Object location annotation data
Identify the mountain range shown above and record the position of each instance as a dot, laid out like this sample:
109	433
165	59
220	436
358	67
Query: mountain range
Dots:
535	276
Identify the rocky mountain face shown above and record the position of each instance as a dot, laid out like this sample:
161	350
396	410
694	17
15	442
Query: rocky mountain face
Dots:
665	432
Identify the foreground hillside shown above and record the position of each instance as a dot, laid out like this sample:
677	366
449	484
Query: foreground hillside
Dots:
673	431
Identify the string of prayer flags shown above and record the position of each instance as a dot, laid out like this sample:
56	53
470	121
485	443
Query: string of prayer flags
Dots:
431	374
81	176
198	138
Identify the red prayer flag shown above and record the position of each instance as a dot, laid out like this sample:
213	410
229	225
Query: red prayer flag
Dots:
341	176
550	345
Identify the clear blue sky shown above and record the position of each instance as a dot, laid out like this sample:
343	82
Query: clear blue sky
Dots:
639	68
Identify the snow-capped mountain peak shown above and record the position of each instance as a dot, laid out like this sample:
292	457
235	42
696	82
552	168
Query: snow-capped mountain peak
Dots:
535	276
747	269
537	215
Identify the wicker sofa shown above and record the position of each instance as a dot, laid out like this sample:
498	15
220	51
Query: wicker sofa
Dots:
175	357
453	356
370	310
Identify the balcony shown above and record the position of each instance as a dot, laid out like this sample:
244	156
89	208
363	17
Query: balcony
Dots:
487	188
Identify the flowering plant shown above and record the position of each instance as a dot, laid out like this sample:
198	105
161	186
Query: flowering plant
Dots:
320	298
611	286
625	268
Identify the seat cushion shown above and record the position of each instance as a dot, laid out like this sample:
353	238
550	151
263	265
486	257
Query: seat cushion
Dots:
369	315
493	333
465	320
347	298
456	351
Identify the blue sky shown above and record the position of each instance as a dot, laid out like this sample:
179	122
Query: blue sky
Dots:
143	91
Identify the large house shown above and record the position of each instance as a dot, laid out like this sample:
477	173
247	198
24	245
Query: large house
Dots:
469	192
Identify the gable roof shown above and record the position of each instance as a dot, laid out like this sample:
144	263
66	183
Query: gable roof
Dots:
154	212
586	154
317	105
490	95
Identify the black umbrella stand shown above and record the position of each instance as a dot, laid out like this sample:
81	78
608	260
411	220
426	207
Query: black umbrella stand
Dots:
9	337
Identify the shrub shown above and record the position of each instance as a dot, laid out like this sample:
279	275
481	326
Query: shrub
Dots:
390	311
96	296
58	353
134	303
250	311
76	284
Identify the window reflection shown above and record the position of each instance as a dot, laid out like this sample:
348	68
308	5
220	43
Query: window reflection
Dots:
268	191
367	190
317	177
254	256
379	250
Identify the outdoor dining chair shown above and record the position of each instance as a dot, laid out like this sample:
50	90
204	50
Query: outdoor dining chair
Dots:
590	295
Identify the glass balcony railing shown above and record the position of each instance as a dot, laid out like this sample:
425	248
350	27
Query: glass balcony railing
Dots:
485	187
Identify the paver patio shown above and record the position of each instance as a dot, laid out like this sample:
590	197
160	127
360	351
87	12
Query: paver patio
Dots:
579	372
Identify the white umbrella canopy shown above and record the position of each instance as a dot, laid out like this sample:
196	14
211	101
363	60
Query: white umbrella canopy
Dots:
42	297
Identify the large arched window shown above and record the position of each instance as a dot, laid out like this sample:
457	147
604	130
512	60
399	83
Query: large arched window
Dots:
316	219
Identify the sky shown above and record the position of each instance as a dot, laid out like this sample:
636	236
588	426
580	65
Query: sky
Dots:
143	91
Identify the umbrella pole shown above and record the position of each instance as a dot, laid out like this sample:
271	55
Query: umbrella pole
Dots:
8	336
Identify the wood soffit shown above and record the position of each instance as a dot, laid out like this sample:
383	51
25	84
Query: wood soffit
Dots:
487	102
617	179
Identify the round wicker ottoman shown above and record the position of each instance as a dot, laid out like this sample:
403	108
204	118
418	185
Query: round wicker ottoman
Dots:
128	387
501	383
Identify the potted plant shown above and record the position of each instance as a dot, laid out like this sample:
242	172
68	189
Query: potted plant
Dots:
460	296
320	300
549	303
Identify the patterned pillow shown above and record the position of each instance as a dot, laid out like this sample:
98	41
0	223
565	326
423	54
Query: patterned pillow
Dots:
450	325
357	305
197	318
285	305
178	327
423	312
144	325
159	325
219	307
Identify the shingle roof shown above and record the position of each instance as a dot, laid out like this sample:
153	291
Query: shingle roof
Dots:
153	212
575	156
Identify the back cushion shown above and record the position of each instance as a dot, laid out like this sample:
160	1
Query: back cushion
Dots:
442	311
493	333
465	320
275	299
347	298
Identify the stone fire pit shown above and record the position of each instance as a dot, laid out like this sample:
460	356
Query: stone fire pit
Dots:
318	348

**TASK REQUIREMENTS**.
Arrange the lines of the data from the one containing "Identify the stone" through the end, inclusive, as a Markdown table with the columns Row and Line. Leave out blank lines.

**TASK ANSWER**.
| Row | Line |
|---|---|
| 1 | Identify the stone fire pit shown above and record the position of each instance as a dot, laid out like this sample: |
| 2 | 460	356 |
| 3 | Query: stone fire pit |
| 4 | Dots: |
| 5 | 318	348 |